= ITEMS =

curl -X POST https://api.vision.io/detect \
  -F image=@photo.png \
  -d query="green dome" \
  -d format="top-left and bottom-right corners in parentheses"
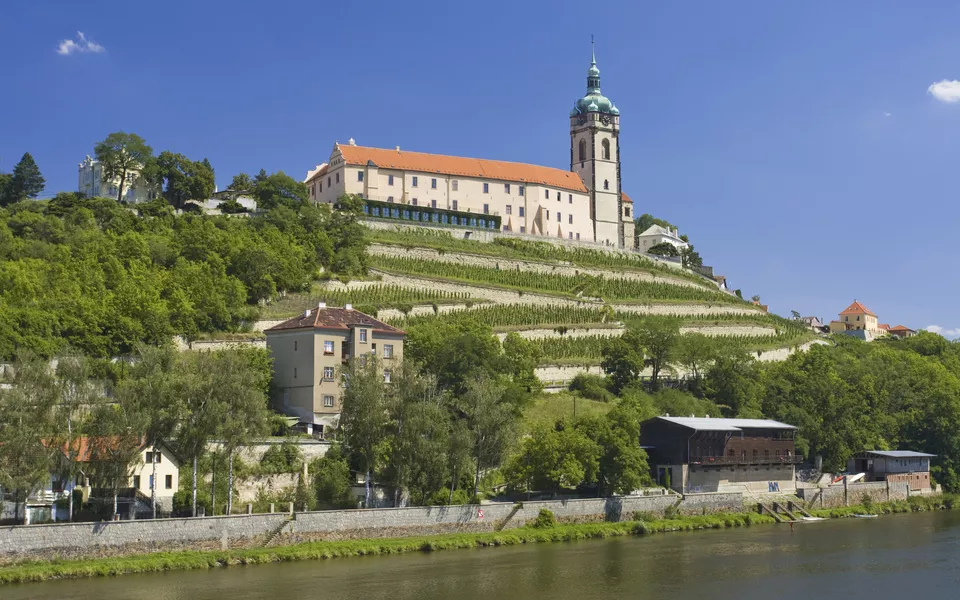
top-left (570, 41), bottom-right (620, 117)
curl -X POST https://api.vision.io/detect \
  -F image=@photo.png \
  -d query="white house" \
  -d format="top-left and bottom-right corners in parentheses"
top-left (637, 225), bottom-right (689, 252)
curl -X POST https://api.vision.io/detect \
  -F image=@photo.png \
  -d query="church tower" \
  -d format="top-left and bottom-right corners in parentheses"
top-left (570, 40), bottom-right (632, 248)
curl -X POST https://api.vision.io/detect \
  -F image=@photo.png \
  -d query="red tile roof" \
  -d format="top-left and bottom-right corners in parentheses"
top-left (840, 300), bottom-right (877, 317)
top-left (314, 144), bottom-right (587, 193)
top-left (266, 307), bottom-right (406, 335)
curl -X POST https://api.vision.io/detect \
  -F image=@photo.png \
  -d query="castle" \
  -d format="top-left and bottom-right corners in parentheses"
top-left (304, 43), bottom-right (635, 248)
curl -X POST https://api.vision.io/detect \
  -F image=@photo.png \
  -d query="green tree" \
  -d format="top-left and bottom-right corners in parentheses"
top-left (340, 356), bottom-right (390, 508)
top-left (647, 242), bottom-right (680, 256)
top-left (94, 131), bottom-right (153, 202)
top-left (10, 152), bottom-right (46, 200)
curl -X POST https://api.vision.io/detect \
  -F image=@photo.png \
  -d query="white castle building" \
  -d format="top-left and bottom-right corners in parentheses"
top-left (304, 45), bottom-right (634, 248)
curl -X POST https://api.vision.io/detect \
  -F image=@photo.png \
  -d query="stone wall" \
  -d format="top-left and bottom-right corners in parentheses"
top-left (797, 481), bottom-right (910, 508)
top-left (0, 494), bottom-right (743, 563)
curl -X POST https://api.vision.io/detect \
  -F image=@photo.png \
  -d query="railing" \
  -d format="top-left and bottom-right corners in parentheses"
top-left (689, 454), bottom-right (803, 466)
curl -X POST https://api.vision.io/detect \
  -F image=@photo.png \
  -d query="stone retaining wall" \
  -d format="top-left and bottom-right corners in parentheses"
top-left (0, 494), bottom-right (743, 563)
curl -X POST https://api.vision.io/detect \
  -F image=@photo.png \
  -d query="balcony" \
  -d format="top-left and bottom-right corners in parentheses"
top-left (689, 454), bottom-right (803, 467)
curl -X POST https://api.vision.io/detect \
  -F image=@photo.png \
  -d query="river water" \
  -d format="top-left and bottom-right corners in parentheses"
top-left (0, 513), bottom-right (960, 600)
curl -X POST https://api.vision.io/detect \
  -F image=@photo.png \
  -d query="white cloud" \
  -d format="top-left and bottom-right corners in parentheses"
top-left (57, 31), bottom-right (107, 56)
top-left (924, 325), bottom-right (960, 340)
top-left (927, 79), bottom-right (960, 103)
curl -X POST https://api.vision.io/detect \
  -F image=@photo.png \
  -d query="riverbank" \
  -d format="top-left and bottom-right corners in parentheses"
top-left (0, 496), bottom-right (960, 584)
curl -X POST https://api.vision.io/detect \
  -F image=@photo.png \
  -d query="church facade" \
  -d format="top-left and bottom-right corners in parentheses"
top-left (305, 46), bottom-right (634, 248)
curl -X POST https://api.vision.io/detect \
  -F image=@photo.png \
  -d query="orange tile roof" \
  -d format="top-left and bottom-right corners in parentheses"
top-left (840, 300), bottom-right (877, 317)
top-left (266, 307), bottom-right (405, 335)
top-left (317, 144), bottom-right (587, 193)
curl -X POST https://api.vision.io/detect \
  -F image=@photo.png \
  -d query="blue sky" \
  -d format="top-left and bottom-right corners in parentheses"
top-left (0, 0), bottom-right (960, 337)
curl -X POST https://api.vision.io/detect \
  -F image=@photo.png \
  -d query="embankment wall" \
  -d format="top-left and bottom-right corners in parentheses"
top-left (0, 494), bottom-right (743, 563)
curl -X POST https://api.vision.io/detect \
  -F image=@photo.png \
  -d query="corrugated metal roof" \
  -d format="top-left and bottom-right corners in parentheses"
top-left (864, 450), bottom-right (937, 458)
top-left (657, 417), bottom-right (796, 431)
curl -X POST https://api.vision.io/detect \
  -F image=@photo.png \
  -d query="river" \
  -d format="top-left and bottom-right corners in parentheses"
top-left (0, 512), bottom-right (960, 600)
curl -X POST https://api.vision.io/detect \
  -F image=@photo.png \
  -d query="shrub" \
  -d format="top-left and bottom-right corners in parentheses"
top-left (531, 508), bottom-right (557, 529)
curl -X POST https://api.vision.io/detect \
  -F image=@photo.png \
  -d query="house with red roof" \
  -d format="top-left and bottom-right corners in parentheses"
top-left (264, 302), bottom-right (406, 436)
top-left (304, 43), bottom-right (635, 248)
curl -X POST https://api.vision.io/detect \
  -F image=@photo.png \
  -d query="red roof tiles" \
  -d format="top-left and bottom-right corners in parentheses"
top-left (314, 144), bottom-right (587, 193)
top-left (840, 300), bottom-right (877, 317)
top-left (266, 307), bottom-right (405, 335)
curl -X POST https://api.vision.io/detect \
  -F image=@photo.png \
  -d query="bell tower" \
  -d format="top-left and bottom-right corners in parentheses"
top-left (570, 37), bottom-right (632, 248)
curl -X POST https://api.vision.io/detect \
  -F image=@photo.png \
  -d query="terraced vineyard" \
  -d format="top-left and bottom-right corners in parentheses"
top-left (370, 256), bottom-right (744, 304)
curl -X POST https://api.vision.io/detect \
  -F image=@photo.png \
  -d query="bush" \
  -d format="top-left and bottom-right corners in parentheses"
top-left (531, 508), bottom-right (557, 529)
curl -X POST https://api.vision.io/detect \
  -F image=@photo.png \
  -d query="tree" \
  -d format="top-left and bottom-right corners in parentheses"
top-left (155, 150), bottom-right (216, 208)
top-left (10, 152), bottom-right (46, 201)
top-left (0, 353), bottom-right (59, 520)
top-left (457, 376), bottom-right (517, 496)
top-left (340, 356), bottom-right (390, 508)
top-left (94, 131), bottom-right (153, 202)
top-left (647, 242), bottom-right (680, 256)
top-left (674, 333), bottom-right (716, 393)
top-left (623, 317), bottom-right (680, 390)
top-left (310, 444), bottom-right (354, 509)
top-left (600, 337), bottom-right (643, 394)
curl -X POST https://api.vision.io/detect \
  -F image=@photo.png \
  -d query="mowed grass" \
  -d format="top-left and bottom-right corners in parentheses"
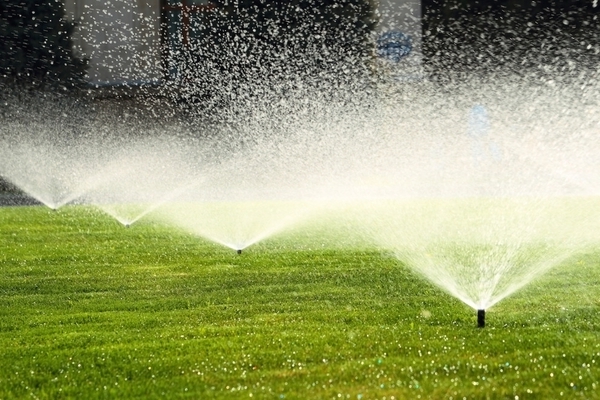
top-left (0, 207), bottom-right (600, 399)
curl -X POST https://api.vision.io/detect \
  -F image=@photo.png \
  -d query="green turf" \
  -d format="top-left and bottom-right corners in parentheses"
top-left (0, 207), bottom-right (600, 399)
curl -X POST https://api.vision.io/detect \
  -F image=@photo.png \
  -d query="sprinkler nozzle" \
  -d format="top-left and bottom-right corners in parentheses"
top-left (477, 310), bottom-right (485, 328)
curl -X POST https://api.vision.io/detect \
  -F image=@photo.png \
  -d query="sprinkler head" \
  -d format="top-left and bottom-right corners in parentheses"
top-left (477, 310), bottom-right (485, 328)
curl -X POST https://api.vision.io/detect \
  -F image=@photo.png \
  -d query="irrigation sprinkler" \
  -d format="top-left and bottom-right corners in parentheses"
top-left (477, 310), bottom-right (485, 328)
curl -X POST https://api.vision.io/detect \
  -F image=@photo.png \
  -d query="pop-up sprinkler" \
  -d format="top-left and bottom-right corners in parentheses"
top-left (477, 310), bottom-right (485, 328)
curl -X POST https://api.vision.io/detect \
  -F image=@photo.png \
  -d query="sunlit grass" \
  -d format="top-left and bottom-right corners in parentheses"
top-left (0, 207), bottom-right (600, 399)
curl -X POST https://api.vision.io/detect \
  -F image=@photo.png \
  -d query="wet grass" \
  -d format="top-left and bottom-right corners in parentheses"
top-left (0, 207), bottom-right (600, 399)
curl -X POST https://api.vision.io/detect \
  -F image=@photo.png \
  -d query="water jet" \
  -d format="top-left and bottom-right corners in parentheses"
top-left (477, 309), bottom-right (485, 328)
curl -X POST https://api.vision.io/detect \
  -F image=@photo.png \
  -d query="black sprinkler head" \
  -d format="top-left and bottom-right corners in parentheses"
top-left (477, 310), bottom-right (485, 328)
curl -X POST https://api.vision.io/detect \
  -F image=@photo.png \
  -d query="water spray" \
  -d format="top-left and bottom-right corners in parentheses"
top-left (477, 309), bottom-right (485, 328)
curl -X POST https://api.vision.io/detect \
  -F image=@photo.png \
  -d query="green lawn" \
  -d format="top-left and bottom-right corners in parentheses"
top-left (0, 207), bottom-right (600, 399)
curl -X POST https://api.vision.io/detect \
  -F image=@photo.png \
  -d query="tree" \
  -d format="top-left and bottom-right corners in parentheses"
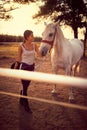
top-left (34, 0), bottom-right (87, 56)
top-left (0, 0), bottom-right (34, 20)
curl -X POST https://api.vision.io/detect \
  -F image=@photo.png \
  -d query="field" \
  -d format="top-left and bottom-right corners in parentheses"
top-left (0, 43), bottom-right (87, 130)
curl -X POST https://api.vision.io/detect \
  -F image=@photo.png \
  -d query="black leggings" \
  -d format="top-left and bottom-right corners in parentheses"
top-left (21, 63), bottom-right (35, 95)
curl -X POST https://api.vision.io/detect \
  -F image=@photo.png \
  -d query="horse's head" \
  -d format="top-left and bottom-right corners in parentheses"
top-left (39, 23), bottom-right (56, 56)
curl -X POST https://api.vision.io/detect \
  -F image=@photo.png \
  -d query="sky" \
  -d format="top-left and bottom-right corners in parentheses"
top-left (0, 3), bottom-right (83, 39)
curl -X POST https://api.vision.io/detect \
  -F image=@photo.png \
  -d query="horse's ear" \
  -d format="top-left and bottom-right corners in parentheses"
top-left (44, 22), bottom-right (47, 26)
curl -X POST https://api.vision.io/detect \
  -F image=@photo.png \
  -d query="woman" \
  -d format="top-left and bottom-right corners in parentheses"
top-left (15, 30), bottom-right (39, 113)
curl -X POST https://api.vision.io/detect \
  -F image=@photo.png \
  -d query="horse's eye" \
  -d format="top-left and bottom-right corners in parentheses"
top-left (49, 33), bottom-right (53, 37)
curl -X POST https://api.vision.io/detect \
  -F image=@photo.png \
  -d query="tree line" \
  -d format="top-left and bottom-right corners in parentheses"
top-left (0, 34), bottom-right (41, 42)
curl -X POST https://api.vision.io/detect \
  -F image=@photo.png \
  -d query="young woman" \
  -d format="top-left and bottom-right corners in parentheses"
top-left (14, 30), bottom-right (39, 113)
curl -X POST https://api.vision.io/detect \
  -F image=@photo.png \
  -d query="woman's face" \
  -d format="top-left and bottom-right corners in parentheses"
top-left (27, 33), bottom-right (34, 42)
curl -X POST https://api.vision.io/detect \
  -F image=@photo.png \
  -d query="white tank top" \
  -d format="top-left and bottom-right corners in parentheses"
top-left (21, 43), bottom-right (35, 65)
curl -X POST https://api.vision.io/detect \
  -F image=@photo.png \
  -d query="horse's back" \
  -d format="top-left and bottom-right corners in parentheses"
top-left (69, 39), bottom-right (84, 62)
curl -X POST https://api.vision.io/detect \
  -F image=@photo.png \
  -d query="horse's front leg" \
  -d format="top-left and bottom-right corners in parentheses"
top-left (66, 66), bottom-right (74, 102)
top-left (51, 66), bottom-right (58, 94)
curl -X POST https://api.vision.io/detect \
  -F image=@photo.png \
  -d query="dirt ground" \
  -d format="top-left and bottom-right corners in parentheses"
top-left (0, 57), bottom-right (87, 130)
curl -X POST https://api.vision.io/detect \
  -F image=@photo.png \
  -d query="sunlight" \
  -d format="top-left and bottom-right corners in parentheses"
top-left (0, 3), bottom-right (84, 39)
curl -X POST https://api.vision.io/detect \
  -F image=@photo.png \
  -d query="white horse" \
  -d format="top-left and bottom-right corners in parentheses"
top-left (39, 23), bottom-right (84, 101)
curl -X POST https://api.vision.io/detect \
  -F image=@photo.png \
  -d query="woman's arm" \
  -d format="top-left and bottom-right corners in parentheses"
top-left (35, 44), bottom-right (41, 57)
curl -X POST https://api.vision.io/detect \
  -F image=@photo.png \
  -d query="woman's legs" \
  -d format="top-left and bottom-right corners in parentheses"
top-left (21, 80), bottom-right (30, 96)
top-left (20, 80), bottom-right (32, 113)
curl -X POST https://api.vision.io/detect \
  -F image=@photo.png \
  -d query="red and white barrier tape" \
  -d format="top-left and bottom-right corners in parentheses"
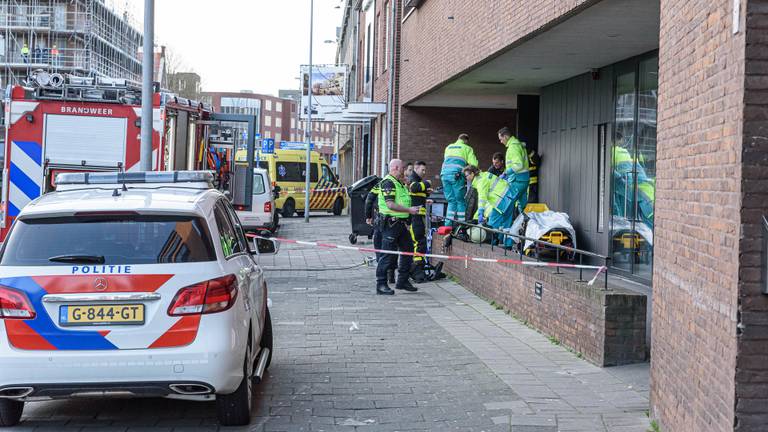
top-left (247, 234), bottom-right (607, 285)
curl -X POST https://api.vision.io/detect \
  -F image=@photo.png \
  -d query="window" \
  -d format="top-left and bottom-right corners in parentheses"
top-left (0, 215), bottom-right (216, 266)
top-left (276, 162), bottom-right (317, 183)
top-left (373, 14), bottom-right (384, 73)
top-left (213, 201), bottom-right (243, 258)
top-left (323, 165), bottom-right (336, 184)
top-left (253, 172), bottom-right (267, 195)
top-left (597, 123), bottom-right (608, 233)
top-left (610, 56), bottom-right (659, 279)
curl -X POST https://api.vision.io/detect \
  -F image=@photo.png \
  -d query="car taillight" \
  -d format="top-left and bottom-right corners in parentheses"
top-left (0, 286), bottom-right (35, 319)
top-left (168, 275), bottom-right (237, 316)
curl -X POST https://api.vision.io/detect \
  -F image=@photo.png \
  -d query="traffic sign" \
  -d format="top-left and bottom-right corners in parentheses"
top-left (261, 138), bottom-right (275, 154)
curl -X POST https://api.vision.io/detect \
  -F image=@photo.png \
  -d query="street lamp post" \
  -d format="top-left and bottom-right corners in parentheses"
top-left (304, 0), bottom-right (319, 223)
top-left (140, 0), bottom-right (155, 171)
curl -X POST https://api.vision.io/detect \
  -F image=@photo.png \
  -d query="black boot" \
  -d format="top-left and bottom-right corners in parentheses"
top-left (395, 278), bottom-right (419, 292)
top-left (376, 282), bottom-right (395, 295)
top-left (387, 269), bottom-right (395, 283)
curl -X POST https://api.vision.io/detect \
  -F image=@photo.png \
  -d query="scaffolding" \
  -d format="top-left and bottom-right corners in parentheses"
top-left (0, 0), bottom-right (142, 87)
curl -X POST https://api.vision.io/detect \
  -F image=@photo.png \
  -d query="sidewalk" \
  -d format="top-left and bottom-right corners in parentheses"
top-left (255, 216), bottom-right (649, 432)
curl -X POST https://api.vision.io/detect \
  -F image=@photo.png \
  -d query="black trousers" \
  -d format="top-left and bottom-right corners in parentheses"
top-left (528, 183), bottom-right (539, 202)
top-left (373, 221), bottom-right (397, 270)
top-left (376, 221), bottom-right (413, 283)
top-left (411, 216), bottom-right (427, 264)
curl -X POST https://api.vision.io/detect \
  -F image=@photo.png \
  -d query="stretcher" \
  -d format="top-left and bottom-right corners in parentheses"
top-left (507, 203), bottom-right (576, 259)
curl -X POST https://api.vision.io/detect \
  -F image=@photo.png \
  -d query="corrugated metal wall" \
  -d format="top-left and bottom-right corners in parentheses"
top-left (539, 67), bottom-right (614, 255)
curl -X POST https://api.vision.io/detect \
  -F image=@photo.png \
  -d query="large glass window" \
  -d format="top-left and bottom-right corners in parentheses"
top-left (611, 56), bottom-right (659, 279)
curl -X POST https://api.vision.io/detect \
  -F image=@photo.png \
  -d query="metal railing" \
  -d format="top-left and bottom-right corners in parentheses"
top-left (427, 206), bottom-right (611, 290)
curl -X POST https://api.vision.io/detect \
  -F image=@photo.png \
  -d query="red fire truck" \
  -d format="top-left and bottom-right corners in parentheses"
top-left (0, 75), bottom-right (211, 241)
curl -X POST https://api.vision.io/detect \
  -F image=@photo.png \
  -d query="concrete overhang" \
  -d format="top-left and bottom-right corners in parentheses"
top-left (323, 102), bottom-right (387, 124)
top-left (405, 0), bottom-right (660, 109)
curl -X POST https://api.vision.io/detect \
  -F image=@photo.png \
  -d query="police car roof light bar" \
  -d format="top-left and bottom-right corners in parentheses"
top-left (56, 171), bottom-right (213, 186)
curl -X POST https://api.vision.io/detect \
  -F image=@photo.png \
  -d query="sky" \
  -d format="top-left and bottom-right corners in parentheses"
top-left (124, 0), bottom-right (344, 96)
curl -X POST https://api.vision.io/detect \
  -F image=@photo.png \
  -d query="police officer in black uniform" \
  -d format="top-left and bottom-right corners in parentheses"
top-left (365, 180), bottom-right (397, 283)
top-left (376, 159), bottom-right (419, 295)
top-left (408, 161), bottom-right (432, 282)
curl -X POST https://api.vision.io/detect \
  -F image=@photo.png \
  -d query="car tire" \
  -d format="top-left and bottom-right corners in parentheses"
top-left (260, 308), bottom-right (273, 370)
top-left (0, 399), bottom-right (24, 427)
top-left (216, 344), bottom-right (253, 426)
top-left (282, 200), bottom-right (296, 218)
top-left (333, 197), bottom-right (344, 216)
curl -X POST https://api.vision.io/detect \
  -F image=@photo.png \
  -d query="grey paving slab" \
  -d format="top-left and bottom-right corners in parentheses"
top-left (8, 216), bottom-right (648, 432)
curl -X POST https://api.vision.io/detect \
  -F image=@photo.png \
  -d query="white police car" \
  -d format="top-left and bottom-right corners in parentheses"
top-left (0, 171), bottom-right (275, 426)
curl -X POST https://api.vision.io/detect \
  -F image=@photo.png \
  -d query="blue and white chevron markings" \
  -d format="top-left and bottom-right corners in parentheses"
top-left (8, 141), bottom-right (43, 217)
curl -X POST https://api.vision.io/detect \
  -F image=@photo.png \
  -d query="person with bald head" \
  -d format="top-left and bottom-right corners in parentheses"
top-left (376, 159), bottom-right (419, 295)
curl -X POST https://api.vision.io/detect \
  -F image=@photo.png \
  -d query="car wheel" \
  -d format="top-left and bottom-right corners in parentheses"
top-left (333, 197), bottom-right (344, 216)
top-left (282, 200), bottom-right (296, 218)
top-left (216, 344), bottom-right (253, 426)
top-left (260, 308), bottom-right (272, 370)
top-left (0, 399), bottom-right (24, 427)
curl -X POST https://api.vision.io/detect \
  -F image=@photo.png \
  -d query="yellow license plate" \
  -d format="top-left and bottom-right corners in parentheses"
top-left (59, 304), bottom-right (144, 326)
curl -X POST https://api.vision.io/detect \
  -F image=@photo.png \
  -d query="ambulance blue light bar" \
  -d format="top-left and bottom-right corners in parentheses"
top-left (56, 171), bottom-right (213, 186)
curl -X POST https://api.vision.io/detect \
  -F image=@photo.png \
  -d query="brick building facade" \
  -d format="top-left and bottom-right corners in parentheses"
top-left (336, 0), bottom-right (402, 183)
top-left (332, 0), bottom-right (768, 432)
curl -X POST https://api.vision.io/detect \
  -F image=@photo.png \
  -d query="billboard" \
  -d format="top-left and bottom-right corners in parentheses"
top-left (301, 66), bottom-right (347, 121)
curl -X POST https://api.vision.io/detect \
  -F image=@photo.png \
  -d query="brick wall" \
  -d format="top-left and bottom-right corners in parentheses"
top-left (651, 0), bottom-right (744, 432)
top-left (400, 0), bottom-right (597, 103)
top-left (400, 106), bottom-right (517, 184)
top-left (434, 236), bottom-right (647, 366)
top-left (735, 0), bottom-right (768, 432)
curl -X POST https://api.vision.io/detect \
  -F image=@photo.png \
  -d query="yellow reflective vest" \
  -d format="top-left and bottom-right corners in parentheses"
top-left (440, 140), bottom-right (477, 175)
top-left (472, 171), bottom-right (509, 219)
top-left (379, 174), bottom-right (411, 219)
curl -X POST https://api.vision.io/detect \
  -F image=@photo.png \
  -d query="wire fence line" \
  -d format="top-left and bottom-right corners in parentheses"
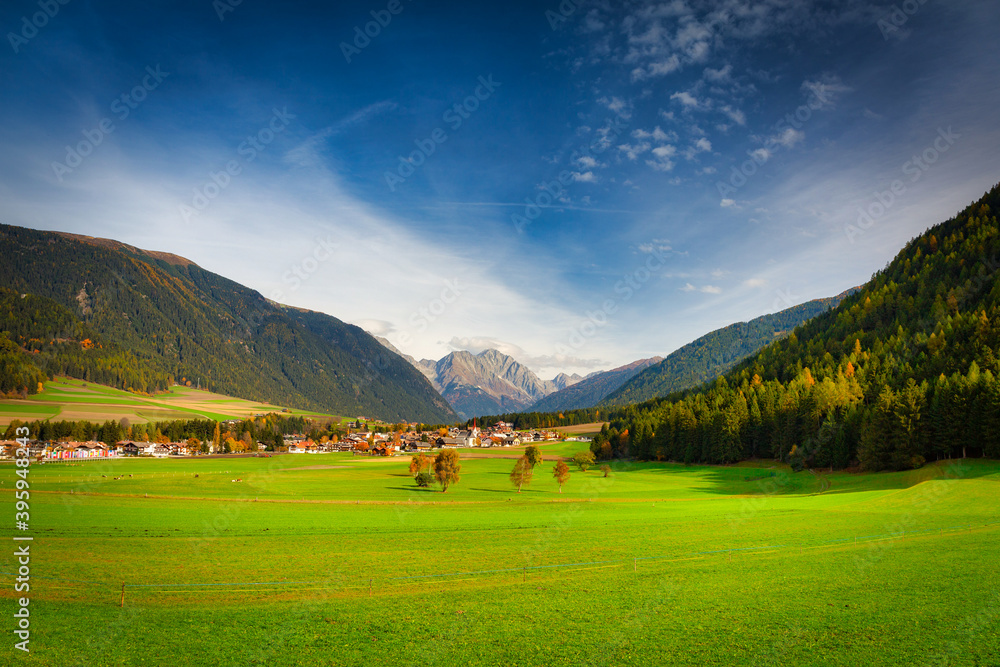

= CHALLENGE =
Gather every line above that contains the word "yellow" and copy each one out.

= EXPECTED ANSWER =
  -d query="yellow license plate" \
  -d query="yellow reflective vest" \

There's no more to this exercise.